**ФРАГМЕНТ ТЕКСТА:**
В этих условиях надо бороться за нефть, спрятанную именно здесь, в этой проклятой земле. За нефть бьются, не спят по ночам, идут на верблюдах в глубь пустыни, думают о тысячах производственных мелочей, подхлестывая усталых, тянут на себе многотонный груз этой борьбы и одиночества. В пустыне человек всегда чувствует себя одиноким, хотя бы он и был окружен сотнями людей. Таково свойство этих пространств.
Борются за Великую Эмбу. Эти слова — Великая Эмба — звучат в Доссоре, в еще худшем Манате, в Бейчунасе, как для моряка звучит Рио-де-Жанейро — самая безопасная и самая красивая гавань в мире.
В Доссоре я встретился с инженером Лисовским.

**ЦЕЛЬ ЗАДАНИЯ:** Напишите продолжение приведённого выше фрагмента о борьбе за нефть Великой Эмбы, начав сразу после его последнего предложения.

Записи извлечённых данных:
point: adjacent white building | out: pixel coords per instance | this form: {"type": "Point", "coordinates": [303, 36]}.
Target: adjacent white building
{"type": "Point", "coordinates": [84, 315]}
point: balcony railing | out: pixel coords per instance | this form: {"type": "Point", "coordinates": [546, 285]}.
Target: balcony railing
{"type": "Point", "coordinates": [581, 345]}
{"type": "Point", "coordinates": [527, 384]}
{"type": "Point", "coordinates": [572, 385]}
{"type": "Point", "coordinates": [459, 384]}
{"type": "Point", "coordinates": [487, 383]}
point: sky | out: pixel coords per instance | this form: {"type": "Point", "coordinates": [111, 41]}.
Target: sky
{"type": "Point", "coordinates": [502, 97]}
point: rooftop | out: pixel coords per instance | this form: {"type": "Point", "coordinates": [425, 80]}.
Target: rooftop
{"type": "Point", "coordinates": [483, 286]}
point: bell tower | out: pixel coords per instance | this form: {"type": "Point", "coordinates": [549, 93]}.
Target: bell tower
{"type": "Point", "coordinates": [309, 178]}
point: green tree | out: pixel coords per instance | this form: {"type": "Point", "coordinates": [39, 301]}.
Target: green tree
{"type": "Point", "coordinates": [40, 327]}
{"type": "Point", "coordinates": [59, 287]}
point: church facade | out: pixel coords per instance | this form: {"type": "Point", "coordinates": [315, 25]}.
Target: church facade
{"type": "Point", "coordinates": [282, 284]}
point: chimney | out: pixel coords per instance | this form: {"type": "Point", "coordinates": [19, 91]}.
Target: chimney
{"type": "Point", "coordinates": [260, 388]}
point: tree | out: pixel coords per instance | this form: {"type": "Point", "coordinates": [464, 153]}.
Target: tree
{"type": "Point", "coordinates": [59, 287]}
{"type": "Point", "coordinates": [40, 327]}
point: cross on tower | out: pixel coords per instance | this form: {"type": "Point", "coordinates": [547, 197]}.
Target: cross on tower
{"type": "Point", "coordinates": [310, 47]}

**ОТВЕТ К ЗАДАНИЮ:**
Он переживал одну из стадий туберкулеза. Он старался кашлять очень тихо, чтобы не беспокоить соседей за дощатой перегородкой общежития. На днях он возвратился в Доссор из Америки, куда ездил в командировку. Через двадцать дней его срочно вызвали обратно: в Доссоре началась производственная революция — глубокое бурение под соль. Без Лисовского осуществить его было трудно.
До поездки в Америку Лисовский прожил в Доссоре пять лет, после поездки проживет неизвестно сколько, — должно быть, всю жизнь, так как он энтузиаст Великой Эмбы.
Я ночевал в его комнате. Ветер сотрясал оконные рамы. Он летел вместе с ночью с востока. Он казался дыханием глин и солончаков. Я смотрел в темноту и старался представить себе ночную пустыню, освещенную неверным светом звезд, и одинокую палатку разведчиков, утонувшую в этом ночном океане.
Потом я разглядывал карту пустыни. Пески, пунктиры заброшенных караванных путей, соленые колодцы и множество красных точек. Эти точки были воплощением мечты о Великой Эмбе.
Лисовский сказал, покашливая:
— Красные точки — известные нам выходы нефти. Вся пустыня усеяна ими, как сыпью.
Красные точки были похожи на капли крови, — казалось, пустыня выпустила ее изо всех своих пор.
— Высосать из пустыни всю ее кровь — вот единственная наша задача.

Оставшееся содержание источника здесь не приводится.